WHAT THIS TASK INVOLVES: What is needed here is an exact repetition of the records below, beginning at the line that has "In the picture above, where can the dry sand" and stopping after the line that has "In the picture above, where can the distant".

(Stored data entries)

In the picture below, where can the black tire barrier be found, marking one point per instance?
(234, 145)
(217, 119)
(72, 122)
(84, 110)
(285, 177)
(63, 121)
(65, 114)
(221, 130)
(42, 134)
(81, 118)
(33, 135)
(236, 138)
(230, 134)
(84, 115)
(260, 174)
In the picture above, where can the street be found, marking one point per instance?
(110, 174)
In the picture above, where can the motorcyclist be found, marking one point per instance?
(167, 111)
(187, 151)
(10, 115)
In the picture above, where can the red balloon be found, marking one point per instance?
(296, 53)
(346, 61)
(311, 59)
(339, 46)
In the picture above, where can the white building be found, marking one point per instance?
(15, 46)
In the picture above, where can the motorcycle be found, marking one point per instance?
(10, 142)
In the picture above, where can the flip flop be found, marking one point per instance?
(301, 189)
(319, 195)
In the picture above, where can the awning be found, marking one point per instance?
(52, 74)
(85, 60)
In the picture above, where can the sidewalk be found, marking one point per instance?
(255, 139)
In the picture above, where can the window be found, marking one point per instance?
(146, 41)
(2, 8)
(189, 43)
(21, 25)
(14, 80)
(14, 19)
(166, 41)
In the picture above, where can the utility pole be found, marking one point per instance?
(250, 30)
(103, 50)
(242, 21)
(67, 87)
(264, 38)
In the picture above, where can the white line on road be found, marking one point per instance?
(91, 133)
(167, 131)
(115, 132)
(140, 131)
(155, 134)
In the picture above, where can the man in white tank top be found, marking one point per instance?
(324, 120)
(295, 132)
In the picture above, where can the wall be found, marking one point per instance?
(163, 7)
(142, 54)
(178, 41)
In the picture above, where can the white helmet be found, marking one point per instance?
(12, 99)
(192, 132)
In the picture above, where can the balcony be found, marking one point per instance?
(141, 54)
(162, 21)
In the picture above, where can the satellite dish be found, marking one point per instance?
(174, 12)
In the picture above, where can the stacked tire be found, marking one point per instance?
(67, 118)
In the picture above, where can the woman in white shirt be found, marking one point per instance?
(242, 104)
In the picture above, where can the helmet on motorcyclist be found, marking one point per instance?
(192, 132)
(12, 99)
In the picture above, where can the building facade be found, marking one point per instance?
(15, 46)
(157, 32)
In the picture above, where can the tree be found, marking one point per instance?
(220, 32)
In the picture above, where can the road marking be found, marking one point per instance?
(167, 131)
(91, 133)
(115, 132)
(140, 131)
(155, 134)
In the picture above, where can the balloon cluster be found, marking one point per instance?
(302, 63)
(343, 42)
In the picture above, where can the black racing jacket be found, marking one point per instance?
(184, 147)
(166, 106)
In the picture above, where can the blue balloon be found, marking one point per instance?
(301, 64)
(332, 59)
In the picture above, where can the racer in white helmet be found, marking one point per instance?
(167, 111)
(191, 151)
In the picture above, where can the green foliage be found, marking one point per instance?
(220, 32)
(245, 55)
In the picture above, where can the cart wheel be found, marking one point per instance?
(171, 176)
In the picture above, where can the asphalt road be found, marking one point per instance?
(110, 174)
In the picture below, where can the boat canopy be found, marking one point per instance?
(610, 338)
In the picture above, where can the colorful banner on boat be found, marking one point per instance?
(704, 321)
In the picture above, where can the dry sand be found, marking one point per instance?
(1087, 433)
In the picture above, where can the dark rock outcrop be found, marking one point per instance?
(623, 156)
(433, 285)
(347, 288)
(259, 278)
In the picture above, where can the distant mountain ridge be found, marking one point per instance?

--

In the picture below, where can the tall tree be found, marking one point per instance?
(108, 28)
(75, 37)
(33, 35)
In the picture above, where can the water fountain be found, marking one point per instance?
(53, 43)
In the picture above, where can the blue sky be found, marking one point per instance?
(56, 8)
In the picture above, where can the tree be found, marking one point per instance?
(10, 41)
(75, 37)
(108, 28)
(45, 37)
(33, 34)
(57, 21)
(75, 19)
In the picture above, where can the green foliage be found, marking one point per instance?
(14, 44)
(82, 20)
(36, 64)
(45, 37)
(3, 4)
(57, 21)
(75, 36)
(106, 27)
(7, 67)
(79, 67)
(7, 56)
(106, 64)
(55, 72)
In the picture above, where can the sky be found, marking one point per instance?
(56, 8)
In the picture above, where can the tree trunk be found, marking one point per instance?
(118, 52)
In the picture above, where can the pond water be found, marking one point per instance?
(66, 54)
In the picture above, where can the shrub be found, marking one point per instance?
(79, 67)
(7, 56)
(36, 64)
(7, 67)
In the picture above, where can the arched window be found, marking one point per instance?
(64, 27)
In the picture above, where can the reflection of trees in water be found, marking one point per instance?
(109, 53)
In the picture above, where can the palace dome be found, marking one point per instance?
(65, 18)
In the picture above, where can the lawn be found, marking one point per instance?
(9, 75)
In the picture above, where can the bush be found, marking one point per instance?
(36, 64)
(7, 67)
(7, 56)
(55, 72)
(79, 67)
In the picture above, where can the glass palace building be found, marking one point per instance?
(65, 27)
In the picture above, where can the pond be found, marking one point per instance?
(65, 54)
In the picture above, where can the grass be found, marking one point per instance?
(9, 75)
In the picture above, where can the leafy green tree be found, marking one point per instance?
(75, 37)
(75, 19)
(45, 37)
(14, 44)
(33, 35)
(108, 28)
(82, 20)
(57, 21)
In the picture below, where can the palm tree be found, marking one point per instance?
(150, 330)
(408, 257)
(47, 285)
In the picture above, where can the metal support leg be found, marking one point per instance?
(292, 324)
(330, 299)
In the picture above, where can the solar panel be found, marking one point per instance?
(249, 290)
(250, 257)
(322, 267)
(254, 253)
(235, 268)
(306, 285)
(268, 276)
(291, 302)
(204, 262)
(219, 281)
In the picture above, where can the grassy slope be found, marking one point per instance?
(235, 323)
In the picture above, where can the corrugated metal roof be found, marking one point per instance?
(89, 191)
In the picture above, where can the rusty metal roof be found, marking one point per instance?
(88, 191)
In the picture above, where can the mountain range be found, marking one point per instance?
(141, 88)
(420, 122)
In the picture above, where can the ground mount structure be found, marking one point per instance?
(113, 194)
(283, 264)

* * *

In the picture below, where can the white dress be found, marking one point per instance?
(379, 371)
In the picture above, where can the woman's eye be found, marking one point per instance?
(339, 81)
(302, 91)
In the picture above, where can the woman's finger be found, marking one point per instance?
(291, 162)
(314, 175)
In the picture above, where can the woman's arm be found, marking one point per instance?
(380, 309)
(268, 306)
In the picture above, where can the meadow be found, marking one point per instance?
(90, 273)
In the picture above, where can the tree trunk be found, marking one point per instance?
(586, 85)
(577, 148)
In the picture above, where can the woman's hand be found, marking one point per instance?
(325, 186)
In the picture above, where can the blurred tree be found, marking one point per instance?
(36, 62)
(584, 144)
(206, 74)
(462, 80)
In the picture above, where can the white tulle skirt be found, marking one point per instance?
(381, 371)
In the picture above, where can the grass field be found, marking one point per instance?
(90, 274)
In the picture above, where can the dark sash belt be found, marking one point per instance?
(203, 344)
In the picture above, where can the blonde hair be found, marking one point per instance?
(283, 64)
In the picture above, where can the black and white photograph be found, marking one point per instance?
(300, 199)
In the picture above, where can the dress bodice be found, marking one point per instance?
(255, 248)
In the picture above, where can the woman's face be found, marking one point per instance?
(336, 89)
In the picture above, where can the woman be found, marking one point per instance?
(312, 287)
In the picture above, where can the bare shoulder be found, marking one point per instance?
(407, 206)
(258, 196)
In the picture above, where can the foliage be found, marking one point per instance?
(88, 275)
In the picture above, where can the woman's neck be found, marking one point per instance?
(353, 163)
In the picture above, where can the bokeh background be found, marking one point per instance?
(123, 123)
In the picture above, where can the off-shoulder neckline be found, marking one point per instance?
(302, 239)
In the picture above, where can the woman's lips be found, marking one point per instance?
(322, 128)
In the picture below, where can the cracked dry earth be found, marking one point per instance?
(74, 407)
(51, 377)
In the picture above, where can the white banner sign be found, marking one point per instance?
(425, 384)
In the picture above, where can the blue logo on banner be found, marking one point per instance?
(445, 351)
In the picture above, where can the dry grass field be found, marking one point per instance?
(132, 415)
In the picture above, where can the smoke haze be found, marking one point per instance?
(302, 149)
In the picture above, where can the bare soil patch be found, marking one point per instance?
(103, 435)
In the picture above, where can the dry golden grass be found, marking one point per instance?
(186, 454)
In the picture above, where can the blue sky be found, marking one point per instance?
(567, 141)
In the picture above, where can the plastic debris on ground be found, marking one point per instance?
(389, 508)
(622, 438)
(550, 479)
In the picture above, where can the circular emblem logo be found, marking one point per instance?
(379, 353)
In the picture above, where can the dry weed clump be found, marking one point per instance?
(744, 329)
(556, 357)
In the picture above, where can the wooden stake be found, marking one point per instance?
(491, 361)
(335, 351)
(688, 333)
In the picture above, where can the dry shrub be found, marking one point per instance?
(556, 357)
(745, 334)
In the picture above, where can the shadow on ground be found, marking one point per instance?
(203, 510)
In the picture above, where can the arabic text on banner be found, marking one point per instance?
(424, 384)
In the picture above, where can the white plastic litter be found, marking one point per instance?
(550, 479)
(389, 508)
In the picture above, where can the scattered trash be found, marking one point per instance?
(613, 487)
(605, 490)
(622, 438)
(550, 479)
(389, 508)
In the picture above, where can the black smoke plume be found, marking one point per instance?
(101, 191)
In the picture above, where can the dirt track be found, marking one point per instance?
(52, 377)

OUTPUT FOR THIS TASK:
In the picture above, where can the dry sand be found, marking one point per instance?
(1087, 433)
In the picture above, where can the dark rock outcrop be found, marking one point per instance?
(623, 156)
(433, 285)
(347, 288)
(259, 278)
In the picture above, where can the distant mountain ridge be found, marking one point per instance?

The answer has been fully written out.